* **Exercise task 1**
For each statement about the post on 2D multiplications, answer yes or no and quote the exact words of the post that decide it. (a) The matrices representing these 2D numbers have the determinant x^2 + xy + y^2. (b) The logarithm of i was found by integrating the inverse from 0 to i. (c) The complex exponential for this multiplication covered a hyperbola.
* **Exercise task 2**
From the post on 2D multiplications, extract the passage between "Category Archives: 2D" and "determinant of 1.", inclusive.
___ Document section
Category Archives: 2D multiplications

A de Moivre identiy for the i^2 = -1 + i multiplication.

We already have found some parametrizations for the complex exponential (that ellipse, see previous posts below) we do not really need such an identity. But they are always fun to make such identities in a new number system under study like lately those elliptical and hyperbolic multiplications in the plane.
Lets recap what we have done all these posts:

1) We looked at the matrix representations for 2D numbers ruled by i^2 = -1 + i. The determinant of such matrices was x^2 + xy + y^2. Therefore we wanted to know more about the ellipse that gives a determinant of 1.

2) We found a way to take the logarithm of the imaginary unit i by taking the integral of the inverse from 1 to i. That is the number tau for this kind of multiplication. As such we had a complex exponential only now it covered that ellipse.
______
___ Provided records
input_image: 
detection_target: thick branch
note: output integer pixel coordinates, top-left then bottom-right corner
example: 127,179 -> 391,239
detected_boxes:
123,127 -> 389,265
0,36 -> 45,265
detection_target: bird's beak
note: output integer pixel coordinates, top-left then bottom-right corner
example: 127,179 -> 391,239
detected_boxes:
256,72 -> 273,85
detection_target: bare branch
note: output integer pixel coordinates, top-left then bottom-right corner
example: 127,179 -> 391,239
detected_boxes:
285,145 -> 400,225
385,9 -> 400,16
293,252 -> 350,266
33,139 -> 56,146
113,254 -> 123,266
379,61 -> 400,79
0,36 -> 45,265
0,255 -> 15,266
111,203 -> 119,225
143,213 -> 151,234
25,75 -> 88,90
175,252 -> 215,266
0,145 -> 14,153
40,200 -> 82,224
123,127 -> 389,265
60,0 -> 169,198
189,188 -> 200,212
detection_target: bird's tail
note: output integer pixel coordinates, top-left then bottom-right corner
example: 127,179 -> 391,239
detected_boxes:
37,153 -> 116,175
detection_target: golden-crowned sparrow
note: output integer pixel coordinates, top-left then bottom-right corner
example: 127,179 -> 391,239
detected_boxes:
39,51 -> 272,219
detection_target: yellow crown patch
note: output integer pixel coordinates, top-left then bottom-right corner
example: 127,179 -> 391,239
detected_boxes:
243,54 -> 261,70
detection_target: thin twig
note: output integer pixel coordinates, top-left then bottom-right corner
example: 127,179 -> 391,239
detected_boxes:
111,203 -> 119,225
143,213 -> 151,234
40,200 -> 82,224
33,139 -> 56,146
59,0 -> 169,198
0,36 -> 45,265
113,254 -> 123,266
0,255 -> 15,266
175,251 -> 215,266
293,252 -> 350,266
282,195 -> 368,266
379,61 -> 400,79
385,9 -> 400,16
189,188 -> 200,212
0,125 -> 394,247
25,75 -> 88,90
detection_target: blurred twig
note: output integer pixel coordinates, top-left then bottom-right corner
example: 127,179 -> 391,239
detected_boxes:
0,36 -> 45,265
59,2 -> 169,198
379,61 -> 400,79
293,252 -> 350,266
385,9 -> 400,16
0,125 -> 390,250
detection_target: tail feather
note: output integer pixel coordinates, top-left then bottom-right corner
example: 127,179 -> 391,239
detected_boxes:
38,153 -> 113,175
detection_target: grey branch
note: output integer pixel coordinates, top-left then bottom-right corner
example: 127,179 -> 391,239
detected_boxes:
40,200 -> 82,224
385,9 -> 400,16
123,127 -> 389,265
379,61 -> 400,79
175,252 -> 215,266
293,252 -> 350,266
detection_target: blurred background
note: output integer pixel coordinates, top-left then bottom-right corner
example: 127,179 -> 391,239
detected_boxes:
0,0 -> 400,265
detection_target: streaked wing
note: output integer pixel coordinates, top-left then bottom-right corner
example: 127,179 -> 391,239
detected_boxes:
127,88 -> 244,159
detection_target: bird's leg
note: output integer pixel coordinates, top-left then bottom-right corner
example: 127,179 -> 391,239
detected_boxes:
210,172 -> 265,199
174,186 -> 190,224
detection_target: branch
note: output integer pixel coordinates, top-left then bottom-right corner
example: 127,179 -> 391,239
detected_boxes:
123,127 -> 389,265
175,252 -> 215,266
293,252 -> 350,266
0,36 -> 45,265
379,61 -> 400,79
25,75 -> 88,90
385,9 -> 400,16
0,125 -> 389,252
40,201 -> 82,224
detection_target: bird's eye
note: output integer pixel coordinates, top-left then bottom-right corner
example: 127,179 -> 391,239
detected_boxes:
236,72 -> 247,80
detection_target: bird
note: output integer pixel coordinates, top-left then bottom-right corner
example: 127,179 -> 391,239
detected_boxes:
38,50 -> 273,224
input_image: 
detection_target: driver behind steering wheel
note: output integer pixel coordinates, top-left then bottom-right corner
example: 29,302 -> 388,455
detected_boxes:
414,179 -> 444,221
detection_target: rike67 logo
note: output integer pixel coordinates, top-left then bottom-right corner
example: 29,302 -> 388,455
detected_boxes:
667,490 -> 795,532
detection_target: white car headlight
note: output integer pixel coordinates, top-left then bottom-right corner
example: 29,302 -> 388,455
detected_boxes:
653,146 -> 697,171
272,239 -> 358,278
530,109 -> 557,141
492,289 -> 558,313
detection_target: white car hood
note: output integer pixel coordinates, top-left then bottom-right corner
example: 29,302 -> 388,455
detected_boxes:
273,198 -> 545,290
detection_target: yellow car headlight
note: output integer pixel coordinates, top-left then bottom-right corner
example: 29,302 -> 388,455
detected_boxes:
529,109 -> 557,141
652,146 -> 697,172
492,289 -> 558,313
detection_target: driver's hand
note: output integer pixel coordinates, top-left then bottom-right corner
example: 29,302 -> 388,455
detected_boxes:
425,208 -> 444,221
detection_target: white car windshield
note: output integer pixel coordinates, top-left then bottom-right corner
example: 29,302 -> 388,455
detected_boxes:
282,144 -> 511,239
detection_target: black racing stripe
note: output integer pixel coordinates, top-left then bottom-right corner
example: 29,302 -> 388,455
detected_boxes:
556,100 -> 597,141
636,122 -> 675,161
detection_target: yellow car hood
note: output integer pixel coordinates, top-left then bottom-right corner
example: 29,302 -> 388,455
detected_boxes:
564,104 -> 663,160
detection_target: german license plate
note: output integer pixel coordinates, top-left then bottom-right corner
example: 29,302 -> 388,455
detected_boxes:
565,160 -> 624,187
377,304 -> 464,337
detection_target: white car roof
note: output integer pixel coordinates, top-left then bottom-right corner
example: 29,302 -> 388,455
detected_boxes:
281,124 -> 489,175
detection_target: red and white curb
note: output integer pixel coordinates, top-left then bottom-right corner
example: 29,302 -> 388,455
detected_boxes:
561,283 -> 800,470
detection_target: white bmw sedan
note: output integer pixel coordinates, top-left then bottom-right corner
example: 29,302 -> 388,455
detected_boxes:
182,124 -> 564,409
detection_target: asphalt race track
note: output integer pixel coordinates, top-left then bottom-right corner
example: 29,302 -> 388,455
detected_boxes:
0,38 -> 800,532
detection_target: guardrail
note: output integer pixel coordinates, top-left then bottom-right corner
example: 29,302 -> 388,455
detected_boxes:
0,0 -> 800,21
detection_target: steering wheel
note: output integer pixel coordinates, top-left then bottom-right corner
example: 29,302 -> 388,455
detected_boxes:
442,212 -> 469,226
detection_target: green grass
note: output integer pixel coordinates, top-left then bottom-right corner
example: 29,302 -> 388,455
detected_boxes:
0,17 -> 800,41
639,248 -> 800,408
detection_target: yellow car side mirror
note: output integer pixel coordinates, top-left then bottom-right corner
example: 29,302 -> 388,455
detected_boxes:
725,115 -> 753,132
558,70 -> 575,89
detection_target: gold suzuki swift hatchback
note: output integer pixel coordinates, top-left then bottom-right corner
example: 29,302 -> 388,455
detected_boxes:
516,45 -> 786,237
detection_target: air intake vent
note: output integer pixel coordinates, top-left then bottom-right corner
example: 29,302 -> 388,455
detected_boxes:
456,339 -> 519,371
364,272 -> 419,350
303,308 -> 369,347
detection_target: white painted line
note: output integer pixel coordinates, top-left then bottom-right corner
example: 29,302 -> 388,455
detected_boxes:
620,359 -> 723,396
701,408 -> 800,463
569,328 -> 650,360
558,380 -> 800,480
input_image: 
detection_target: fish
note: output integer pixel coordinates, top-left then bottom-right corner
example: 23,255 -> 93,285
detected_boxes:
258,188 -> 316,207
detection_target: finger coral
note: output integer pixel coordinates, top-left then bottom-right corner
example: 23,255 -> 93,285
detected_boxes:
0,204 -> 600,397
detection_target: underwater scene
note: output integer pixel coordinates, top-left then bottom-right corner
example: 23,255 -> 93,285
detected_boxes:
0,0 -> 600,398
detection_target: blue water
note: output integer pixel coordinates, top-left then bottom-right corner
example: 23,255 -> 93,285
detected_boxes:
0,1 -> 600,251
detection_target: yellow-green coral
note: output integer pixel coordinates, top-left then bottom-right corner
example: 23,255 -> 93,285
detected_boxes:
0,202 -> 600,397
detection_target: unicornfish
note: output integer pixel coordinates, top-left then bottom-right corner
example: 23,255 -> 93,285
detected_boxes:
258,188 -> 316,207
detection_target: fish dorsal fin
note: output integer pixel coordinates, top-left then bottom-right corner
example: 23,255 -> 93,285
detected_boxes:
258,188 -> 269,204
______
___ Provided records
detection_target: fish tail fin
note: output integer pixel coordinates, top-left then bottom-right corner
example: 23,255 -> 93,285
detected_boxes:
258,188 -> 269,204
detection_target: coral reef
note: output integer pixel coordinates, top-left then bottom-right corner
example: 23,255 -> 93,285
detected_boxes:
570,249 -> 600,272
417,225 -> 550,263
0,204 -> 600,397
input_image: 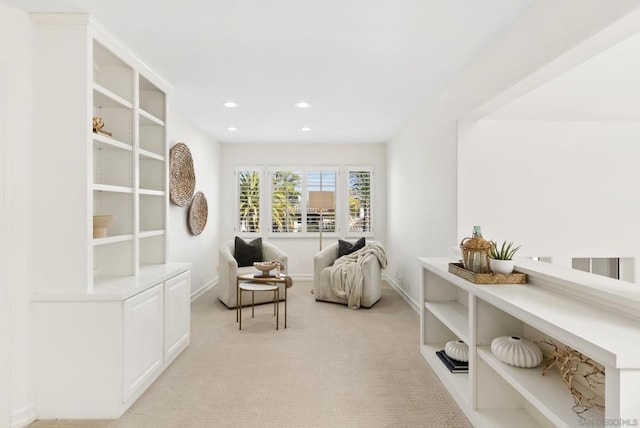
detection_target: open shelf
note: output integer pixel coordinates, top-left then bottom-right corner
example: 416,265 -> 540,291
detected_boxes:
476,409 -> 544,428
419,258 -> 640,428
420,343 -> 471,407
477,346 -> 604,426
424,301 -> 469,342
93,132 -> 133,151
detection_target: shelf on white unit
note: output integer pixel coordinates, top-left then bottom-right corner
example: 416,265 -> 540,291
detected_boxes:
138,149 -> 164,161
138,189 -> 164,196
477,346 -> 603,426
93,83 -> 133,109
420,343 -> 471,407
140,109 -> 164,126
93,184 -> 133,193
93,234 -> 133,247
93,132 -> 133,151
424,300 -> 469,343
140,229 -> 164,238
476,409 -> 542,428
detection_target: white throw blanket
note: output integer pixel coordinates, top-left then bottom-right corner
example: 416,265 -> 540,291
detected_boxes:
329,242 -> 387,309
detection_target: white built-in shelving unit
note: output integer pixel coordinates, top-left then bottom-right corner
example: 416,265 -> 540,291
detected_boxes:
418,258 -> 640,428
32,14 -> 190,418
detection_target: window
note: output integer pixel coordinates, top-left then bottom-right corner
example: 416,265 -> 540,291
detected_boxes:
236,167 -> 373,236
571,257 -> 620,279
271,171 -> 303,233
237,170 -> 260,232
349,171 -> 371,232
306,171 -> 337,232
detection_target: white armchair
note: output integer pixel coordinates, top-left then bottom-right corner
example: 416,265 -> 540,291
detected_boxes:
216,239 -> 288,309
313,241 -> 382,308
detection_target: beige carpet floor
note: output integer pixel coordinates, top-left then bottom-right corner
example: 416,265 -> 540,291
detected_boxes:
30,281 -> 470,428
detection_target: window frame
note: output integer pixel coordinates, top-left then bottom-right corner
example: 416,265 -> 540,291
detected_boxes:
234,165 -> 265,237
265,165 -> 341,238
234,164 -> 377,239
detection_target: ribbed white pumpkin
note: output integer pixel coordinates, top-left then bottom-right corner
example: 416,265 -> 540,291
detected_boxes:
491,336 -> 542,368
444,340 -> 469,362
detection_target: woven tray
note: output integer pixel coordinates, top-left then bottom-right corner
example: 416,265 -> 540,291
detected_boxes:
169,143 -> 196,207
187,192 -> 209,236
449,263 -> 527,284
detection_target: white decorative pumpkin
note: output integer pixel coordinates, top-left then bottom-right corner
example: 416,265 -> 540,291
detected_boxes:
______
___ Provided records
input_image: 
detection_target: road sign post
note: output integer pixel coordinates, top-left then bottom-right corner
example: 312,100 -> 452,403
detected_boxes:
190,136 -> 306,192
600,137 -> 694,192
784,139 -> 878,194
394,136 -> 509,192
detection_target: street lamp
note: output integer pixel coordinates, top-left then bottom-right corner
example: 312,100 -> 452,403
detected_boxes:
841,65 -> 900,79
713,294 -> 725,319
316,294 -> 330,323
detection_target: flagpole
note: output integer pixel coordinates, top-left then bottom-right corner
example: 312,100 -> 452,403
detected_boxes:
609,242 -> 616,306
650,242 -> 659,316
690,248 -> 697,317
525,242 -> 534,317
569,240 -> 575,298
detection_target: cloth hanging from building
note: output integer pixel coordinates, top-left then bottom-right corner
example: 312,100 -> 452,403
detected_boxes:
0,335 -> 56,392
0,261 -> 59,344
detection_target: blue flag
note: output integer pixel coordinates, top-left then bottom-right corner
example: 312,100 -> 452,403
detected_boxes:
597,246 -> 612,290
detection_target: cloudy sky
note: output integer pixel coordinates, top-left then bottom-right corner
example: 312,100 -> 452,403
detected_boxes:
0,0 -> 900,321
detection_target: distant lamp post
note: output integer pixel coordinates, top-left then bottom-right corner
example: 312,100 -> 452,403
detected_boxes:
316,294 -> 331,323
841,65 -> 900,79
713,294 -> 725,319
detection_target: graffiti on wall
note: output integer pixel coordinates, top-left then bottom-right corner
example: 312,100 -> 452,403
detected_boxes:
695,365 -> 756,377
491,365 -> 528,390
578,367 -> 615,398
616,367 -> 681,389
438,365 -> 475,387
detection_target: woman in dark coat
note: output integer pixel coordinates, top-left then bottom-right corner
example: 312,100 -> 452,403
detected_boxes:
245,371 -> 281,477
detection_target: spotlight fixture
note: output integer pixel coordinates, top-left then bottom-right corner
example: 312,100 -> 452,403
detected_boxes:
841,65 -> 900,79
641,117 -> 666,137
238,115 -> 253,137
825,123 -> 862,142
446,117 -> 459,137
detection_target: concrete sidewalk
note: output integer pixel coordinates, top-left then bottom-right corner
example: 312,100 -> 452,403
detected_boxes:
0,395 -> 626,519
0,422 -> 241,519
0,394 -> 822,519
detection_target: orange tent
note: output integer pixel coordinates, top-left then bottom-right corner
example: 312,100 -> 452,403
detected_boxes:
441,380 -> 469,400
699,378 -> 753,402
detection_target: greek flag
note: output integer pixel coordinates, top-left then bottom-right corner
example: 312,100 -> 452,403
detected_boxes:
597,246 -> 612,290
______
* **Solution 1**
(a) Yes: "The determinant of such matrices was x^2 + xy + y^2."
(b) No: "by taking the integral of the inverse from 1 to i."
(c) No: "only now it covered that ellipse."

* **Solution 2**
Category Archives: 2D multiplications

A de Moivre identiy for the i^2 = -1 + i multiplication.

We already have found some parametrizations for the complex exponential (that ellipse, see previous posts below) we do not really need such an identity. But they are always fun to make such identities in a new number system under study like lately those elliptical and hyperbolic multiplications in the plane.
Lets recap what we have done all these posts:

1) We looked at the matrix representations for 2D numbers ruled by i^2 = -1 + i. The determinant of such matrices was x^2 + xy + y^2. Therefore we wanted to know more about the ellipse that gives a determinant of 1.